*Task objective*:
In the data below, change each occurrence of "largest disc" to "biggest circle" and reproduce all the lines with nothing else altered.

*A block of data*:
# # #
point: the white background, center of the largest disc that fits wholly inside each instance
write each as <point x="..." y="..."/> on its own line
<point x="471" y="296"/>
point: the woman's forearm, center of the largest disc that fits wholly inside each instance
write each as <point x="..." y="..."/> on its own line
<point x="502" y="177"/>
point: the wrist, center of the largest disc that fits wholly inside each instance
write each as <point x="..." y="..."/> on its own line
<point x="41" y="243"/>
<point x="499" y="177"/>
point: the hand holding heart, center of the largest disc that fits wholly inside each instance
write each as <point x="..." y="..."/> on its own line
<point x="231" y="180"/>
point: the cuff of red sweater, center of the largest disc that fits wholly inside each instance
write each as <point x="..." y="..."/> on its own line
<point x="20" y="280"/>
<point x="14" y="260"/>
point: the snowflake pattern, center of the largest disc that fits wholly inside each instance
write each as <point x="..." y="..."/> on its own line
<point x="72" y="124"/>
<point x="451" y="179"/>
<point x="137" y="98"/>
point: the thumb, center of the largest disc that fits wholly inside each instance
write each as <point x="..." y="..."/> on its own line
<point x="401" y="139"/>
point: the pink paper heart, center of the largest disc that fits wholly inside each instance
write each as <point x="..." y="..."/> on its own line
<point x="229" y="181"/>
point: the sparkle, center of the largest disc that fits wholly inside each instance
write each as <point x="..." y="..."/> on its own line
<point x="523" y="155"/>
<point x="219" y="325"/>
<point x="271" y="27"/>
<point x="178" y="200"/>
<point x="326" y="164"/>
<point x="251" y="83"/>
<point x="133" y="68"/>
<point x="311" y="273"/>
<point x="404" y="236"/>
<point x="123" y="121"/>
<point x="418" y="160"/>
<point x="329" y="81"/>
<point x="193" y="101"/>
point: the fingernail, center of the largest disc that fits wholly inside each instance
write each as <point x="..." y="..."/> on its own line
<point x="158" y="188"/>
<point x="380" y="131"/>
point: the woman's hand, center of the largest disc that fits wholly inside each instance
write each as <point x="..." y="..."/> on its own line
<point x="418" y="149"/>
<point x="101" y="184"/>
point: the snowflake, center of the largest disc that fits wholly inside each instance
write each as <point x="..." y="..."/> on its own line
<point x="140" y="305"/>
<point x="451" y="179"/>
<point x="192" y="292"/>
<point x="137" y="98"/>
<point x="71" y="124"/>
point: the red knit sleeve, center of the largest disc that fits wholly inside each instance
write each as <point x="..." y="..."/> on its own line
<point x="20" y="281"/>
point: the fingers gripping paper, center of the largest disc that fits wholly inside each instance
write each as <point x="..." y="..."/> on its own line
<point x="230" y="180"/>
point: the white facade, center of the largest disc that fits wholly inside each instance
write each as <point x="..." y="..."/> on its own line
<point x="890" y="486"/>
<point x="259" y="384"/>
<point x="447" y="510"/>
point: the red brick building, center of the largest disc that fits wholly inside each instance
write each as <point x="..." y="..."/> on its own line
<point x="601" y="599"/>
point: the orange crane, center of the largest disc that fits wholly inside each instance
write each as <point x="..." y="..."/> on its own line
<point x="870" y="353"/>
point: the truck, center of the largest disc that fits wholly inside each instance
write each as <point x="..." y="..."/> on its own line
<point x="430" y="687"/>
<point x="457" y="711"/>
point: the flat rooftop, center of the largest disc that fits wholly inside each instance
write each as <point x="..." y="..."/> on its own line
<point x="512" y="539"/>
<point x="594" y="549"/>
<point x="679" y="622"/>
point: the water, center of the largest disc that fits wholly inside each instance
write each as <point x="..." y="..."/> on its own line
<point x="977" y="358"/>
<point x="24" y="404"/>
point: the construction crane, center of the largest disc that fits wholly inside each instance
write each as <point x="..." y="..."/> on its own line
# # #
*Response*:
point: the white background, center of the biggest circle that fits wholly inside each instance
write each as <point x="..." y="..."/> on its own line
<point x="471" y="296"/>
point: the woman's forearm, center of the biggest circle that fits wholly inside each instance
write each as <point x="..." y="..."/> on its own line
<point x="502" y="177"/>
point: the wrist, center of the biggest circle that fits wholly inside each instance
write each as <point x="..." y="..."/> on its own line
<point x="41" y="243"/>
<point x="499" y="177"/>
point: the hand holding heart, center of the biggest circle that fits wholly inside each instance
write each as <point x="..." y="..."/> on its own line
<point x="231" y="180"/>
point: the cuff of red sweater, center of the biggest circle that fits wholly inside each instance
write each as <point x="..." y="..."/> on its own line
<point x="20" y="280"/>
<point x="14" y="260"/>
point: the snowflake pattern, center of the biggest circle that fits wholly inside each instance
write each as <point x="..." y="..."/> on its own line
<point x="72" y="124"/>
<point x="451" y="179"/>
<point x="137" y="98"/>
point: the thumb, center of the biggest circle that fits wholly inside each instance
write each as <point x="..." y="..."/> on its own line
<point x="401" y="139"/>
point: the pink paper heart, center of the biggest circle that fits wholly inside each instance
write each as <point x="..." y="..."/> on its own line
<point x="229" y="181"/>
point: the sparkle, center of the biggest circle that fits wholly inside each instance
write each as <point x="..." y="..."/> on its own line
<point x="523" y="155"/>
<point x="219" y="325"/>
<point x="271" y="27"/>
<point x="178" y="200"/>
<point x="326" y="164"/>
<point x="251" y="83"/>
<point x="133" y="68"/>
<point x="311" y="273"/>
<point x="404" y="236"/>
<point x="123" y="121"/>
<point x="418" y="160"/>
<point x="329" y="81"/>
<point x="193" y="101"/>
point: the fingernail, center of the biggest circle that fits wholly inside each instance
write each as <point x="..." y="..."/> on its own line
<point x="158" y="188"/>
<point x="380" y="131"/>
point: the woman's hand, center of the biggest circle that fits wholly inside each instance
write each as <point x="..." y="..."/> on its own line
<point x="418" y="149"/>
<point x="101" y="184"/>
point: the snowflake, center of the biggest circle that fits wholly inside each instance
write each as <point x="..." y="..."/> on its own line
<point x="140" y="305"/>
<point x="451" y="179"/>
<point x="192" y="292"/>
<point x="137" y="98"/>
<point x="71" y="124"/>
point: the red knit sleeve, center of the biggest circle that fits wholly inside each instance
write each as <point x="..." y="..."/> on its own line
<point x="20" y="281"/>
point: the fingers gripping paper, center of the biggest circle that fits wholly inside each instance
write each as <point x="..." y="..."/> on its own line
<point x="230" y="180"/>
point: the white facade, center of the biggest circle that fits wholly inside each instance
write each as <point x="..." y="..."/> on its own line
<point x="890" y="486"/>
<point x="259" y="384"/>
<point x="447" y="510"/>
point: the red brick building, center of the biggest circle that fits wholly inside each instance
write each as <point x="..." y="..."/> on its own line
<point x="601" y="599"/>
point: the orange crane, center of the biggest circle that fits wholly inside each instance
write each as <point x="..." y="..."/> on its own line
<point x="870" y="353"/>
point: the truck, center of the biggest circle that fits wholly inside each instance
write each as <point x="..." y="..."/> on its own line
<point x="430" y="687"/>
<point x="457" y="711"/>
point: the flat rooftop, center of the biggest circle that fits wholly inside each instance
write each as <point x="..." y="..."/> on its own line
<point x="512" y="539"/>
<point x="594" y="549"/>
<point x="679" y="622"/>
point: the water, center of the biggest circle that fits wholly inside each instance
write each as <point x="..." y="..."/> on its own line
<point x="977" y="358"/>
<point x="24" y="404"/>
point: the construction crane, center of the biggest circle that fits wholly inside each instance
write each as <point x="..." y="..."/> on its own line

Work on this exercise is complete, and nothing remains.